Chapter: World in a mirror

(ChaosBook.org blog, chapter World in a mirror) — Predrag Cvitanovic 2009-02-12

Discrete symmetry desymmetrization

Quotienting the discrete translation pCf isotropy subgroup

From Halcrow et al. paper on pCf equilibria:

$\begin{equation} \label{subg4RR} R_{xz} = \{e, \sigma_x \tau_{xz}, \sigma_z \tau_{xz}, \sigma_{xz}\} = \{e,\sigma_{xz}\} \times \{e,\sigma_{z}\tau_{xz}\} \simeq S \,. \end{equation}$

The $R_{xz}$ isotropy subgroup is particularly important, as the equilibria belong to this conjugacy class, as do most of the solutions reported here. The NBC isotropy subgroup of Schmiegel and our S are conjugate to $R_{xz}$ under quarter-cell coordinate transformations. In keeping with previous literature, we often represent this conjugacy class with $S = \{e, s_1, s_2, s_3\} = \{e, \sigma_z \tau_x, \sigma_x \tau_{xz}, \sigma_{xz} \tau_z\}$ rather than the simpler conjugate group $R_{xz}$ .

▶ **Task to complete**
List the elements of the isotropy subgroup $R_{xz}$ as they appear in the first braced set of the equation in the ChaosBook blog entry above.

▶ **Recorded data**

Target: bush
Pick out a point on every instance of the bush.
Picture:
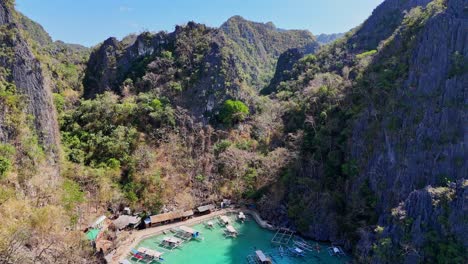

▶ **Output below**
$e$, $\sigma_x \tau_{xz}$, $\sigma_z \tau_{xz}$, $\sigma_{xz}$